▶ [ページ抜粋]:
• • • •
ライター6人の平均評価: ★★★★★ ★★★★★ 3.5

なかざわひでゆき

愛と創作を巡る女性の目覚めと成長

なかざわひでゆき 評価: ★★★★★ ★★★★★

 イングマール・ベルイマンの愛したスウェーデンのフォーレ島へ、映画監督カップルが新作の着想を求めて訪れるものの、女性の方だけが早々に行き詰まってしまう。男性は世界的に知られるベテランの名匠、年の離れた女性はまだ若い新進気鋭の注目株。この年齢とキャリアと性別の差がカギとなり、必ずしも対等とは言えない男女関係に甘んじてきた女性の、いわば自我の目覚めと成長が静かなタッチで描かれていく。現実と虚構の入り混じった巧みなストーリー構成がユニーク。フォーレ島ののどかな自然風景も美しく、ABBAやティナ・チャールズなど音楽の使い方もセンスがいい。『マイライフ・アズ・ア・ドッグ』のメリンダ・キナマンも登場!
• • • •
▶ [やること]:
1. この映画評に名前が出てくる個人を、グループ名は除いてすべて挙げよ。
2. この映画評のうち「愛と創作を巡る女性の目覚めと成長」から「のメリンダ・キナマンも登場!」まで（両端を含む）を、一字も変えずにそのまま書き写してください。
3. 次の(a)〜(c)がこの映画評の内容と合っているか、それぞれ「はい」か「いいえ」で答え、判断の根拠となる箇所を原文どおりに引用せよ。
(a) 映画監督カップルのうち、行き詰まってしまうのは男性の方である。
(b) 作中の音楽にはABBAが使われている。
(c) カップルの女性は年の離れたベテランの名匠である。

▶ [保存データ]:
• • • •
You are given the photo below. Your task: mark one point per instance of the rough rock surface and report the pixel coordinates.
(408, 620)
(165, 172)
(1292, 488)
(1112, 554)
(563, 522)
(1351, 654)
• • • •
▶ [解答]:
1. なかざわひでゆき、イングマール・ベルイマン、ティナ・チャールズ、メリンダ・キナマン

2.
愛と創作を巡る女性の目覚めと成長

なかざわひでゆき 評価: ★★★★★ ★★★★★

 イングマール・ベルイマンの愛したスウェーデンのフォーレ島へ、映画監督カップルが新作の着想を求めて訪れるものの、女性の方だけが早々に行き詰まってしまう。男性は世界的に知られるベテランの名匠、年の離れた女性はまだ若い新進気鋭の注目株。この年齢とキャリアと性別の差がカギとなり、必ずしも対等とは言えない男女関係に甘んじてきた女性の、いわば自我の目覚めと成長が静かなタッチで描かれていく。現実と虚構の入り混じった巧みなストーリー構成がユニーク。フォーレ島ののどかな自然風景も美しく、ABBAやティナ・チャールズなど音楽の使い方もセンスがいい。『マイライフ・アズ・ア・ドッグ』のメリンダ・キナマンも登場!

3.
(a) いいえ。「女性の方だけが早々に行き詰まってしまう」
(b) はい。「ABBAやティナ・チャールズなど音楽の使い方もセンスがいい」
(c) いいえ。「年の離れた女性はまだ若い新進気鋭の注目株」